Two pits to close after government refuses further aid

Kellingley Colliery Image copyright PA
Image caption Kellingley colliery, which straddles the border between North and West Yorkshire, began production in April 1965

Two of England's last deep coal mines are to close after they were refused further government funding.

UK Coal wanted to extend the lives of the Kellingley pit in North Yorkshire and Thoresby in north Nottinghamshire by three years.

But business minister Matthew Hancock said the £338m required to do that "does not represent value for money".

Both pits are now set to close by the end of 2015 with the loss of about 1,300 jobs in total.

The decision leaves only one deep mine left in the UK, at Hatfield in South Yorkshire.

Labour's Pontefract and Castleford MP Yvette Cooper said: "I'm bitterly disappointed that the government has decided not to support any state aid for Kellingley at all.

"This means over 600 skilled men and women are set to lose their jobs. It's a massive blow to everyone after all the campaigning and work we've done to try and persuade ministers to help."

Danni Hewson, BBC Look North business correspondent

"It wasn't unexpected" were the words of one Kellingley miner when he received the news this morning. Not unexpected but still a massive blow, not only to the people who still work at the North Yorkshire pit, but to the once massive UK coal industry as a whole.

========================

- Exercise A:
Summarize the article on the pit closures in two sentences.

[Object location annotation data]
========================

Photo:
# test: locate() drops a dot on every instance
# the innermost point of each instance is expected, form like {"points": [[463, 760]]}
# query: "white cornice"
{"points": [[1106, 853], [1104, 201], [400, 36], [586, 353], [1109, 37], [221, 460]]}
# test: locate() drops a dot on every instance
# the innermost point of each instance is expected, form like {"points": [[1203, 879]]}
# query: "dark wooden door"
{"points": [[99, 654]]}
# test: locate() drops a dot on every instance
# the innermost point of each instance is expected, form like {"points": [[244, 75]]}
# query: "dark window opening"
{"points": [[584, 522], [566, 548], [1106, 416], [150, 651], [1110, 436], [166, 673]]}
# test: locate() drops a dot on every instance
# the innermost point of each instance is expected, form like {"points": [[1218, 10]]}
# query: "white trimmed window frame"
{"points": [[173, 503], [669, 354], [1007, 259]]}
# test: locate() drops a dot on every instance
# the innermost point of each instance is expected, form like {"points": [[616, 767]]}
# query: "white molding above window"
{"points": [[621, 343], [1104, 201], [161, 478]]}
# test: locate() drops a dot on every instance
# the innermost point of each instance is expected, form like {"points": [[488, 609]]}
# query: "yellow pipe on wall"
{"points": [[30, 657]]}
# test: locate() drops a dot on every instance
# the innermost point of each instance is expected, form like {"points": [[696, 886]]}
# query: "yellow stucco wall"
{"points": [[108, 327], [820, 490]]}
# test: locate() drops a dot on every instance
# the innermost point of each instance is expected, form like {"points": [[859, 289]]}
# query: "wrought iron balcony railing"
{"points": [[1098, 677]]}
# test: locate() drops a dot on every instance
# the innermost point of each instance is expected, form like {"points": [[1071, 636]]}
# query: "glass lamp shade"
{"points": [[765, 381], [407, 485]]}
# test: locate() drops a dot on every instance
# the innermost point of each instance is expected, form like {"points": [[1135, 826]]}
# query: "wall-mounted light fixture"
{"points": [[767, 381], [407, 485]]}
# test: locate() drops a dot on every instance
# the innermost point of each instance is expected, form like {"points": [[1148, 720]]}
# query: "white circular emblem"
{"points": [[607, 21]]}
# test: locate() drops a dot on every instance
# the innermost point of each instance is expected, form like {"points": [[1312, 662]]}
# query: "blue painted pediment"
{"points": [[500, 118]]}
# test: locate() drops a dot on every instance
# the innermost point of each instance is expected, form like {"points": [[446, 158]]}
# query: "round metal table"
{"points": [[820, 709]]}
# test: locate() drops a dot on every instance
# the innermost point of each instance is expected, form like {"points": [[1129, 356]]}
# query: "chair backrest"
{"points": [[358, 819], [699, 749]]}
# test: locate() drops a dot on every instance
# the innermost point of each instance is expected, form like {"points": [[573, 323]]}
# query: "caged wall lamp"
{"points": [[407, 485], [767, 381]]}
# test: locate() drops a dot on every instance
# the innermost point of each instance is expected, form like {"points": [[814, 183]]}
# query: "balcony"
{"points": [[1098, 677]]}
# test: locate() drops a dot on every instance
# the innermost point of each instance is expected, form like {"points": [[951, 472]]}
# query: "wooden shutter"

========================

- Exercise B:
Extract every line of the listing that contains the string "wall", matching case exactly.

- Expected output A:
Two of England's last deep coal mines, Kellingley in North Yorkshire and Thoresby in north Nottinghamshire, are set to close by the end of 2015 after the government refused further funding; business minister Matthew Hancock said the £338m needed to extend their lives by three years "does not represent value for money". The closures will cost about 1,300 jobs in total and leave only one deep mine in the UK, at Hatfield in South Yorkshire.

- Expected output B:
# query: "yellow pipe on wall"
# query: "yellow stucco wall"
# query: "wall-mounted light fixture"
# query: "caged wall lamp"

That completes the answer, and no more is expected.